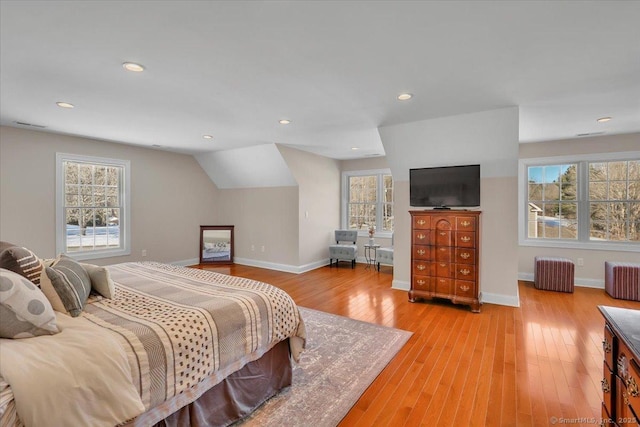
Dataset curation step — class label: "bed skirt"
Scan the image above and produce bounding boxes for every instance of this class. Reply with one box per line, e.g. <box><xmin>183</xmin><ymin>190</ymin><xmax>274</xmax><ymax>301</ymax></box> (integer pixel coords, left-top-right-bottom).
<box><xmin>152</xmin><ymin>339</ymin><xmax>292</xmax><ymax>427</ymax></box>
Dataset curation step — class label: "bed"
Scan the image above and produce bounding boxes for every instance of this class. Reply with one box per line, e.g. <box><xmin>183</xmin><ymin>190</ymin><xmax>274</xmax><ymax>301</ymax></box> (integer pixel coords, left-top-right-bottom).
<box><xmin>0</xmin><ymin>252</ymin><xmax>306</xmax><ymax>427</ymax></box>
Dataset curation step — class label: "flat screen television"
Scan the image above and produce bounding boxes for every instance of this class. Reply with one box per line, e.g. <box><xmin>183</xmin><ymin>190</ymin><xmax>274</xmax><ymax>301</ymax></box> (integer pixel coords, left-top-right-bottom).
<box><xmin>410</xmin><ymin>164</ymin><xmax>480</xmax><ymax>208</ymax></box>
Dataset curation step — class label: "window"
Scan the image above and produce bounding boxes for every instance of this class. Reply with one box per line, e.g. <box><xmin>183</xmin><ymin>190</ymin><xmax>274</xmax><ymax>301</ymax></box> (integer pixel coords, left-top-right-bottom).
<box><xmin>342</xmin><ymin>169</ymin><xmax>393</xmax><ymax>236</ymax></box>
<box><xmin>56</xmin><ymin>153</ymin><xmax>130</xmax><ymax>260</ymax></box>
<box><xmin>519</xmin><ymin>152</ymin><xmax>639</xmax><ymax>251</ymax></box>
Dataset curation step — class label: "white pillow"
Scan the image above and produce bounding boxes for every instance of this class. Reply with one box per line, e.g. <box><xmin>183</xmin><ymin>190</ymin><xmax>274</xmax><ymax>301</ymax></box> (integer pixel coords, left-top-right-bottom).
<box><xmin>80</xmin><ymin>263</ymin><xmax>114</xmax><ymax>299</ymax></box>
<box><xmin>0</xmin><ymin>268</ymin><xmax>59</xmax><ymax>338</ymax></box>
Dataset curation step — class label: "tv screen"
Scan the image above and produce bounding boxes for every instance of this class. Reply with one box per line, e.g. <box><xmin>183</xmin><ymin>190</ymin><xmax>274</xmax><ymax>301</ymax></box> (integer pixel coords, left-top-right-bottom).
<box><xmin>410</xmin><ymin>164</ymin><xmax>480</xmax><ymax>208</ymax></box>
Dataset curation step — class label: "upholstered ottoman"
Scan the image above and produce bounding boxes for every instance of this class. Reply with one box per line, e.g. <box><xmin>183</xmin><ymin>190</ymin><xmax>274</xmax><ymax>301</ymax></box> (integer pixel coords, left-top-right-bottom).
<box><xmin>534</xmin><ymin>256</ymin><xmax>575</xmax><ymax>293</ymax></box>
<box><xmin>605</xmin><ymin>262</ymin><xmax>640</xmax><ymax>301</ymax></box>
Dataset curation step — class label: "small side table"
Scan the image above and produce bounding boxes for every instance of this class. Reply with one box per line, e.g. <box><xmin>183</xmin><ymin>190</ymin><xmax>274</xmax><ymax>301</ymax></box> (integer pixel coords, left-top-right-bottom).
<box><xmin>364</xmin><ymin>244</ymin><xmax>380</xmax><ymax>270</ymax></box>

::::::

YOUR GOAL:
All entries above are to be set down word for word, and the pictures are to be left out.

SOLUTION BELOW:
Dataset curation step — class label: "bed skirt"
Scan the image above and produce bounding boxes for every instance of this class. Reply with one box per line, e.g. <box><xmin>183</xmin><ymin>190</ymin><xmax>274</xmax><ymax>301</ymax></box> (integer pixel coords, left-top-right-bottom).
<box><xmin>152</xmin><ymin>339</ymin><xmax>292</xmax><ymax>427</ymax></box>
Dataset curation step — class label: "bed"
Scan the image above and produce bounding boxes for every instance of this class. Reply with one box per line, e.g. <box><xmin>183</xmin><ymin>190</ymin><xmax>274</xmax><ymax>301</ymax></box> (integer pixel coords, left-top-right-bottom).
<box><xmin>0</xmin><ymin>252</ymin><xmax>306</xmax><ymax>427</ymax></box>
Dataset curation step — class label: "flat screen television"
Scan the image above and produce bounding boxes for every instance of this class. Reply with one box per line, e.g. <box><xmin>183</xmin><ymin>190</ymin><xmax>274</xmax><ymax>301</ymax></box> (integer pixel coords, left-top-right-bottom).
<box><xmin>410</xmin><ymin>164</ymin><xmax>480</xmax><ymax>208</ymax></box>
Dataset curation step — class label: "window"
Scan the image above and produce bounding boxes for every instance of this class. Reply with one box per line, e.g. <box><xmin>183</xmin><ymin>190</ymin><xmax>274</xmax><ymax>301</ymax></box> (integer pixel coords, left-top-right-bottom).
<box><xmin>342</xmin><ymin>169</ymin><xmax>393</xmax><ymax>236</ymax></box>
<box><xmin>56</xmin><ymin>153</ymin><xmax>130</xmax><ymax>260</ymax></box>
<box><xmin>519</xmin><ymin>152</ymin><xmax>639</xmax><ymax>251</ymax></box>
Dataset curation step — class label: "white pillow"
Scan the image above and produce bounding boxes for every instance of this class. Reply with one box per line, e.g. <box><xmin>183</xmin><ymin>190</ymin><xmax>274</xmax><ymax>301</ymax></box> (integer pixel coords, left-top-right-bottom).
<box><xmin>80</xmin><ymin>263</ymin><xmax>114</xmax><ymax>299</ymax></box>
<box><xmin>0</xmin><ymin>268</ymin><xmax>59</xmax><ymax>338</ymax></box>
Dataset curation step — class label: "tv screen"
Scan the image above and produce bounding boxes for every instance of this class. Reply with one box per line, e.g. <box><xmin>183</xmin><ymin>190</ymin><xmax>274</xmax><ymax>301</ymax></box> (integer pixel coords, left-top-right-bottom).
<box><xmin>410</xmin><ymin>164</ymin><xmax>480</xmax><ymax>208</ymax></box>
Dataset curation step — class label: "upholstered ottoman"
Scan the image above and produce bounding boxes for every instance of this class. Reply with one box per line, e.g. <box><xmin>183</xmin><ymin>190</ymin><xmax>274</xmax><ymax>301</ymax></box> (integer pixel coords, left-top-right-bottom).
<box><xmin>534</xmin><ymin>256</ymin><xmax>575</xmax><ymax>293</ymax></box>
<box><xmin>605</xmin><ymin>262</ymin><xmax>640</xmax><ymax>301</ymax></box>
Dataset curation step — class label: "small side table"
Scan the image above and produce bounding boxes for every instance of this class. Reply with one box per line, e.g. <box><xmin>183</xmin><ymin>190</ymin><xmax>274</xmax><ymax>301</ymax></box> (integer pixel coords, left-top-right-bottom).
<box><xmin>364</xmin><ymin>244</ymin><xmax>380</xmax><ymax>270</ymax></box>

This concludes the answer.